EXERCISE AIM ▸ In the text below comparing the Dow and the S&P 500, who selects the holdings of the Dow?

GIVEN TEXT ▸
-- start --

With two major stock indices rising to uncharted territory, a lot of the market’s attention has been focused on the Dow Jones Industrial Average and the S&P 500, along with related exchange traded funds. We all know the indices by name, but what exactly are they?
The major difference between the two indices is found in the way they are constructed. The Dow includes a price-weighted average of 30 stocks while the S&P 500 is a market capitalization-weighted index of 500 large companies. In truth, most market professionals tend to favor the S&P 500 as a more realistic gauge of U.S. stocks.
The Dow is comprised of the 30 largest companies in the U.S. across a number of sectors. Holdings are selected by the editors of the Wall Street Journal. Since the index is price-weighted, components with higher prices will have a larger impact on the daily movements in the Dow. This somewhat arbitrary weighting method is often criticized. Daily changes in the Dow are calculated by adding prices of the 30 Dow stocks and then divided by the “Dow Divisor.”

-- end --

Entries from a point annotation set
-- start --

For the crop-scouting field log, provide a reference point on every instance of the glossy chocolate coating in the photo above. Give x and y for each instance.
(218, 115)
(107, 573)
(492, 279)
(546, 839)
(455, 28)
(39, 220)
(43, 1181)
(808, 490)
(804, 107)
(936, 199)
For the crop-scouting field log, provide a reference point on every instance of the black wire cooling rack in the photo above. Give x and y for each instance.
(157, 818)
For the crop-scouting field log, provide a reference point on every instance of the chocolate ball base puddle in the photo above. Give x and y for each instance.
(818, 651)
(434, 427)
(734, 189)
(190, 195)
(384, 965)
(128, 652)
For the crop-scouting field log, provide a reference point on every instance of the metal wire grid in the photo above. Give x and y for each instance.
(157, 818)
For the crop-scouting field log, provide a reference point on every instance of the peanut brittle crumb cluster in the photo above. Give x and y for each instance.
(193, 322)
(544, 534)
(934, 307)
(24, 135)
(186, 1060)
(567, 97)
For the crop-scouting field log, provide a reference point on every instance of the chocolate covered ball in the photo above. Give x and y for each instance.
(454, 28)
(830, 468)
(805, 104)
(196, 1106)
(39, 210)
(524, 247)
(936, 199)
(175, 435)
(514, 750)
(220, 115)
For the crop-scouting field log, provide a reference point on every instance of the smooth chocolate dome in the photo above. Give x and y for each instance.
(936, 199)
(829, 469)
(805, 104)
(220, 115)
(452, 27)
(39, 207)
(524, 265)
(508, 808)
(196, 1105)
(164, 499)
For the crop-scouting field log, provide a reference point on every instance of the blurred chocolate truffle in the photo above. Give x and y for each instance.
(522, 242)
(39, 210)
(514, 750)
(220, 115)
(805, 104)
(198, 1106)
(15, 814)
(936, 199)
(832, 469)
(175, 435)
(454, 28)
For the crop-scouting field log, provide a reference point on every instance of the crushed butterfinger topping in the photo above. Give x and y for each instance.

-- end --

RESULT FOR THIS TASK ▸ The editors of the Wall Street Journal select them.